* What to do
Recast the lines from the line containing "Where can the black" to the line containing "Target: dark brown door", both included, as a numbered list with blank lines omitted.

* Input records
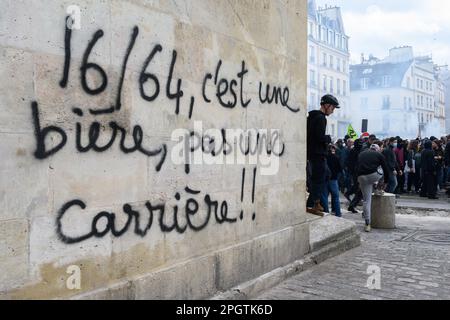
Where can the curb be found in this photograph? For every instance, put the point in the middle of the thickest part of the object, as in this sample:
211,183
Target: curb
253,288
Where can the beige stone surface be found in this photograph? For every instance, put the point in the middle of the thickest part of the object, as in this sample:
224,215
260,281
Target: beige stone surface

---

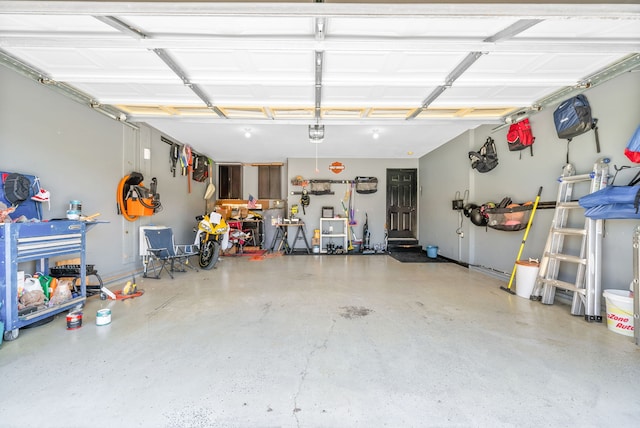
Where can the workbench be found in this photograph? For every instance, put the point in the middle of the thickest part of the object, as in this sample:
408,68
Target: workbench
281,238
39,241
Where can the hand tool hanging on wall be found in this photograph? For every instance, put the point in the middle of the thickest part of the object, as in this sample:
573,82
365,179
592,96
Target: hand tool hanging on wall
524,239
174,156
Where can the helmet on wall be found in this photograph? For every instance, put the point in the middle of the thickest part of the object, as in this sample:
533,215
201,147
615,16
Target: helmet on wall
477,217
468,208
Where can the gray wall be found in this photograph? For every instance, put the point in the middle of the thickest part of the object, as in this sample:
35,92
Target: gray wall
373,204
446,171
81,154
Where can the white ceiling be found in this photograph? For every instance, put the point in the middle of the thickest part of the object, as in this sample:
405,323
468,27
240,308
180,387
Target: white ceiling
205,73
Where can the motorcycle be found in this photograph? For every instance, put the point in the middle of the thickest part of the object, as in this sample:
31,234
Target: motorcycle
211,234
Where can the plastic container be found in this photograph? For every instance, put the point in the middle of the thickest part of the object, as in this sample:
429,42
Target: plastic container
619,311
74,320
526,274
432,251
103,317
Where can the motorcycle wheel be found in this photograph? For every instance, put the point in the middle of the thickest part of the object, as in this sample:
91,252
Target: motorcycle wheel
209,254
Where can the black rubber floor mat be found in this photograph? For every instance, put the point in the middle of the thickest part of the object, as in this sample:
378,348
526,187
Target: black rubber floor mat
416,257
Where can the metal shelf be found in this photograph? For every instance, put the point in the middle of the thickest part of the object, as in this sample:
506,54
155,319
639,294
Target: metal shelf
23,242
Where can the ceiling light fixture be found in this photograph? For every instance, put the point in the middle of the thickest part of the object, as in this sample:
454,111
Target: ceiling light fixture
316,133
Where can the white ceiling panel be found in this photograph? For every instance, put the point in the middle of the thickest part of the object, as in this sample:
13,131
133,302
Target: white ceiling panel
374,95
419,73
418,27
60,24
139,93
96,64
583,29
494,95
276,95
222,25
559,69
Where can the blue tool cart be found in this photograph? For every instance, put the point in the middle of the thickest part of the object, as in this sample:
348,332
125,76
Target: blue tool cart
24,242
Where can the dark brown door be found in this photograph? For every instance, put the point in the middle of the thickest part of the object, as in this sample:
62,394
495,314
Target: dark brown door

* Task response
1. Where can the black rubber floor mat be found in this photograph? For every instance, put the point in the middle of the thickest part of the object, as in this sample:
2. 378,348
3. 526,187
4. Target: black rubber floor mat
5. 416,257
6. Where can the metal shelf be found in this photograph? For every instance, put the point in the middle of the thickest part of the object, as in this sample:
7. 506,54
8. 155,319
9. 639,294
10. Target: metal shelf
11. 23,242
12. Where can the ceiling light fixture be found in this photograph? For every instance, put the point in the middle of the thickest part of the object, as in this sample:
13. 454,111
14. Target: ceiling light fixture
15. 316,133
16. Where can the white ceiling panel be found in this photograph? For every instance, put the point in the middle of the thickest part of the object, as in this sample:
17. 13,131
18. 133,302
19. Target: white ceiling panel
20. 374,95
21. 419,73
22. 418,27
23. 60,24
24. 139,93
25. 96,64
26. 583,29
27. 494,95
28. 276,95
29. 222,25
30. 559,69
31. Where can the blue tool cart be found in this photograph? For every instance, put the point in the middle of the thickest part of the object, as in this sample:
32. 348,332
33. 125,76
34. Target: blue tool cart
35. 24,242
36. Where can the dark brown door be found in this photograph? For every instance, put the point in the middle of the thickest part of the object, as in this sample:
37. 62,394
38. 495,314
39. Target: dark brown door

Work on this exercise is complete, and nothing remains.